◆ **Exercise description**:
Retype all of the data that follows, line for line.
BEGIN Records for processing
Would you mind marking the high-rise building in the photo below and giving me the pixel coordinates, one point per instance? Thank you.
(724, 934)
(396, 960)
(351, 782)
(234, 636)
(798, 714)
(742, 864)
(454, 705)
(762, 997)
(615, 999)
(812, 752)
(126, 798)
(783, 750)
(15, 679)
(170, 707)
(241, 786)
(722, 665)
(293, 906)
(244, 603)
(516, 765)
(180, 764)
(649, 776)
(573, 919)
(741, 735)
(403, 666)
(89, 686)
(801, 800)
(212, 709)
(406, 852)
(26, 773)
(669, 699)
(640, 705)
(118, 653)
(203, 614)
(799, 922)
END Records for processing
◆ **The completed task**:
Would you mind marking the high-rise building in the photo below and giving me the pixel coordinates, one point per instance? Thank you.
(724, 934)
(396, 960)
(351, 782)
(234, 636)
(798, 714)
(742, 864)
(454, 705)
(762, 997)
(615, 999)
(812, 752)
(126, 798)
(783, 750)
(15, 679)
(170, 707)
(241, 786)
(722, 665)
(293, 906)
(244, 603)
(516, 765)
(180, 764)
(649, 776)
(573, 919)
(741, 735)
(403, 666)
(89, 686)
(801, 800)
(212, 709)
(406, 852)
(26, 773)
(669, 699)
(640, 705)
(118, 653)
(203, 614)
(799, 922)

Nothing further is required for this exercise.